### The tasks
(a) Answer these from the passage on music and sound in new British theatre:
(i) Which three companies' productions are named as examples of sound enveloping an entire performance?
(ii) What experience does Melanie Wilson's The View From Here evoke?
(iii) For MAS Productions, what is the gig a gateway to?
(b) Continue the passage on music and sound in new British theatre, starting after its final sentence.

══ Document excerpt ══

It is by teasing apart the music and the theatre in these disciplines that artists have come to recognise the various other ways that music can come to operate—and indeed take a central role—in satisfying some of the more general aims and concerns of new British theatre. These include a retreat from the omnipotent author (or director) towards devised theatre, or an individual ‘theatre-maker’ who appears at the centre of their own work, often playing themselves in a dramatisation of the piece’s creation process. The watchwords here are openness, transparency and reflexivity. At the same time, there is a greater empowerment of the audience (both collectively and as individuals), in relational work, immersive and interactive ‘experiences’, and activist/community-centred projects.
Both sound and music have been integral elements in the recent ‘cinematic’ turn in theatre: a term that should evoke a kind of multisensory ‘hyperrealism’, not so much watching a film as being in one. By subtracting other elements, the uniquely ‘hyperreal’ qualities of sound can come to envelop an entire performance, as in productions by Sound&Fury, EarFilms and Sleepdogs. Other companies, like Circumstance, have used sound scores and personal mp3 players to add a hyperreal dimension to everyday experiences, turning the urban environment into a film set.
Melanie Wilson’s work has embraced this dimension of sound head on—as in The View From Here, an audio performance evoking sudden blindness—but it has also subverted it. Wilson’s one-woman spy thriller Simple Girl plays with the fragile fictional integrity of ‘cinematic’ sound, while Autobiographer fragments it in a meditation on the experience of dementia. ERRATICA’s work frequently departs from this fragmentation of sound (or song) as a cohesive text. Works like La Celestina and Triptych attempt to relocate narrative in spite of such incoherence, resulting in the juxtaposition of stratified texts and voices.
Other artists have used the highly charged space of the gig as a basis for their immersive work. For KlangHaus, this is architectural, refitting the spectacular sonic décor of the rock concert across a more heterogeneous location. For MAS Productions, it is social and anthropological: the gig as gateway to a universal search for ecstasy. Meanwhile, Jenny Minton’s Interlude and Verity Standen’s HUG exploit the immersive qualities of the voice itself, transfiguring its corporeal intimacy into an environment in which the body of the audience member is immersed.
The a cappella singing voice has proven a particularly fruitful medium and subject for recent work, across diverse art forms. Verity Standen’s Mmm Hmmm provides an example of the peculiar genre of song theatre, in which the ‘natural’ unaccompanied voice can function as part of an augmented physical theatre, without necessarily opening up the semi-autonomous sonic stage of musical composition. Bare voices become appendages to bodies in space—song gestures as much physical as musical—and the relation between voices merely adds another dimension to a theatre of physical relationships as social analogues. In turn, this has led to a proliferation of choral theatre, and to the use of the choir in relational and activist works as a political configuration, resistant to social atomisation, privatisation and technocracy (see, also, the work of Streetwise Opera, The Shout, and Rachel Mars’s Sing It! Spirit of Envy).

═══
══ Raw data ══

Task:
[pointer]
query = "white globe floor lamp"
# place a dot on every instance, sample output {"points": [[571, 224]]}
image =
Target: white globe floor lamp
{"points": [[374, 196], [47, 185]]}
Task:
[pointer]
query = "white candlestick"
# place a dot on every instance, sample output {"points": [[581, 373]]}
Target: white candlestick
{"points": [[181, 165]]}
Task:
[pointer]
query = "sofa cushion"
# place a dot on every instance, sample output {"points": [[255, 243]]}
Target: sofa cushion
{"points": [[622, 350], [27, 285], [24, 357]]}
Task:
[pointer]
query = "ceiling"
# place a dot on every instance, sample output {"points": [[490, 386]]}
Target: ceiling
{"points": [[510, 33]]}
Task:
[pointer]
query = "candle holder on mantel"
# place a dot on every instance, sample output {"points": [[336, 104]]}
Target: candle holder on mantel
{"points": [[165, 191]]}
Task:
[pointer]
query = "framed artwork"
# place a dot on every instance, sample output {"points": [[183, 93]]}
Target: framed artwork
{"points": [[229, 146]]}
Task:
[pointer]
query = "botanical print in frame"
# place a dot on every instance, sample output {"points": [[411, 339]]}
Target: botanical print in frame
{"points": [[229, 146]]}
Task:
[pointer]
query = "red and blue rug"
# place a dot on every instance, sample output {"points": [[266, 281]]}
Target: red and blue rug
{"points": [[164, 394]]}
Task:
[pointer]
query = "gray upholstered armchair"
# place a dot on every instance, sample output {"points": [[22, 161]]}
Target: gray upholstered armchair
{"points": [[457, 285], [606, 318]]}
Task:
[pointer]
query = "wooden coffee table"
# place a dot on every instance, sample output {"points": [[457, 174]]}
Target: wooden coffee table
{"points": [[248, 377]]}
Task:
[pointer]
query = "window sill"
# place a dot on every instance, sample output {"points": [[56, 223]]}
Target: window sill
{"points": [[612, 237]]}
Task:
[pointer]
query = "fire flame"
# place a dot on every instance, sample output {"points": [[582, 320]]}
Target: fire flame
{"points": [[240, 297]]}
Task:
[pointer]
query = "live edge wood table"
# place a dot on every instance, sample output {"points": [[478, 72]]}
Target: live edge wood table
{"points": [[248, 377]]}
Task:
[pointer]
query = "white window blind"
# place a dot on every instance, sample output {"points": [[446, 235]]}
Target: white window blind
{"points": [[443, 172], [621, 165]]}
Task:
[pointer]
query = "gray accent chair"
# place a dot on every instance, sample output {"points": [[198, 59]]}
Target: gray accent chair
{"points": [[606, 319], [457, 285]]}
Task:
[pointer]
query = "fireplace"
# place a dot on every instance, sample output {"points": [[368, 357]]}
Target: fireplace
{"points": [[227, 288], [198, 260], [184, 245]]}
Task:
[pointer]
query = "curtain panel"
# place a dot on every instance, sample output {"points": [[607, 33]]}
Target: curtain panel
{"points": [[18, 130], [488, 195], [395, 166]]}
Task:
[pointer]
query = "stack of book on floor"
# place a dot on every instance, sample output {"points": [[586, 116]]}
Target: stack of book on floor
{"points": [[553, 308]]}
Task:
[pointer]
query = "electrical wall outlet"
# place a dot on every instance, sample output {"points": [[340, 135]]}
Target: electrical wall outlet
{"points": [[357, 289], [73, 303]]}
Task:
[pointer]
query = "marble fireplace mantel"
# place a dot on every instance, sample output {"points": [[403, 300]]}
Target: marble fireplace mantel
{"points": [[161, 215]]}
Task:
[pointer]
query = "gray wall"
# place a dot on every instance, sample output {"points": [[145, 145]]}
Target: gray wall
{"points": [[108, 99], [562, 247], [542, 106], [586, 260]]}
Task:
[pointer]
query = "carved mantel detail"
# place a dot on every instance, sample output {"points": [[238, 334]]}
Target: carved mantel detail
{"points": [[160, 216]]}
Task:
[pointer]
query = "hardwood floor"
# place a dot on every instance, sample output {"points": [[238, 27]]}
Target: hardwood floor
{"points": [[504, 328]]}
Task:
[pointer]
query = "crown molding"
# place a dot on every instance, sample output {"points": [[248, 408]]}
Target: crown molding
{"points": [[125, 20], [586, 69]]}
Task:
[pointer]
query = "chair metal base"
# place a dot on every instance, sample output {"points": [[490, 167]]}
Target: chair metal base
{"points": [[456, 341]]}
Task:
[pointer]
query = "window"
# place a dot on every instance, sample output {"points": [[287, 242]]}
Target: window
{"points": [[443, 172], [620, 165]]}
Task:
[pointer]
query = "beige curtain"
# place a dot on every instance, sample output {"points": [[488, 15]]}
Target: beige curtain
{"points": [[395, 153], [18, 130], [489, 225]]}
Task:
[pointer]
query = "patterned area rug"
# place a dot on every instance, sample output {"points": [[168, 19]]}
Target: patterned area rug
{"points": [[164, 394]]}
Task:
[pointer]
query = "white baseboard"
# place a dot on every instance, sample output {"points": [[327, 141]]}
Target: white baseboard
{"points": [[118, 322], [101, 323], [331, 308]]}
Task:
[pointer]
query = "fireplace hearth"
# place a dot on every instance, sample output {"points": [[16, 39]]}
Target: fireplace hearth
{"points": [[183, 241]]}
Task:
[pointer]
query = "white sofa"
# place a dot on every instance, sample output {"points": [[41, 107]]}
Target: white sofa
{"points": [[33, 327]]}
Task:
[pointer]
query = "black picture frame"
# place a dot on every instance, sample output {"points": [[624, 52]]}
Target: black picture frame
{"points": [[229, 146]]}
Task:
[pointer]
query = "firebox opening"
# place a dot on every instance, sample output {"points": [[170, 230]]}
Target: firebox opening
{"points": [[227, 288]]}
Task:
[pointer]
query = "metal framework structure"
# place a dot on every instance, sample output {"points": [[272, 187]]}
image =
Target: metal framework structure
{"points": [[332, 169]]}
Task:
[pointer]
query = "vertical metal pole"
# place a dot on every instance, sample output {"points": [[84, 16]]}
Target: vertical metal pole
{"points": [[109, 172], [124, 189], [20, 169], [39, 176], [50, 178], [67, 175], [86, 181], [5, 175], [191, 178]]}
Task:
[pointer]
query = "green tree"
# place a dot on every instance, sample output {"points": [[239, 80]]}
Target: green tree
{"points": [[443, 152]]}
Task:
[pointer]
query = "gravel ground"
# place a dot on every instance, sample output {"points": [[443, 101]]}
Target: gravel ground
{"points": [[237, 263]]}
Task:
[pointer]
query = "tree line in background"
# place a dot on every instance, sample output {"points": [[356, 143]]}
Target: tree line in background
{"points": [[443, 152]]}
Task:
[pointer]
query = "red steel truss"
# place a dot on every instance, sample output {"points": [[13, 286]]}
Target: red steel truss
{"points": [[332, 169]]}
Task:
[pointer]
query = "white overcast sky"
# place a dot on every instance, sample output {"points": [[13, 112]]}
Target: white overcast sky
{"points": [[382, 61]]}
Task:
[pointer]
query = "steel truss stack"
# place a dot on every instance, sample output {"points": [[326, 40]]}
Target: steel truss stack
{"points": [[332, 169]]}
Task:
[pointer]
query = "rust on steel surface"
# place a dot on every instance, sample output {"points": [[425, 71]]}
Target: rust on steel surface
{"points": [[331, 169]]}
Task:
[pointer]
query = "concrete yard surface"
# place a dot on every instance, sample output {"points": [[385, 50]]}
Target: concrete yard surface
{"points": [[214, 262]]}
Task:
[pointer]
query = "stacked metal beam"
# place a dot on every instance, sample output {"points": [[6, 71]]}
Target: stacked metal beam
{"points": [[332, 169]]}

═══

### Results by task
(a)
(i) Sound&Fury, EarFilms and Sleepdogs
(ii) Sudden blindness
(iii) A universal search for ecstasy

(b)
In contrast, KILN make use of genred voices as performance identities to be invoked. They draw on such vocal personae as narrative tools in their gig-theatre piece The Furies, while the shape-shifting chanteuse in Lady GoGo Goch wears and discards these voices like accessories. The musical and interpersonal dynamics of the band provide a similarly useful, relatable set of archetypes, which have been exploited in several of Little Bulb Theatre’s pieces as a way of exploring other sets of relationships.
Occurring at the intersection of seemingly autonomous populist forces—fashion, mass political culture and the market—the rock gig can be viewed as a ‘pure’ performance event, unsullied by artistic intention, while its saturation with socio-cultural and historical resonances has made it a popular text for artistic reenactments (see, for instance, the work of Forsyth & Pollard, Matt Stokes and Greg Wohead). At the same time, musical subcultures have taken on a similar function to choirs, as symbols of solidarity and collectivity, often elegiacally treated in art works as lost relics of a less individualistic past.
It is in this spirit that we might understand Jimmy Merris’s Jimmy Merris sings the blues: a playful rhapsody on a personal, domestic relationship with music in the 2010s. The film’s lo-fi aesthetic and editing call to mind amateur music cultures as mediated through YouTube, and Merris’s wistful recitation of lyrics lends a sadness to his isolated activities. Nevertheless, the film reminds us that this informal, everyday engagement with music, while solitary, is far from passive.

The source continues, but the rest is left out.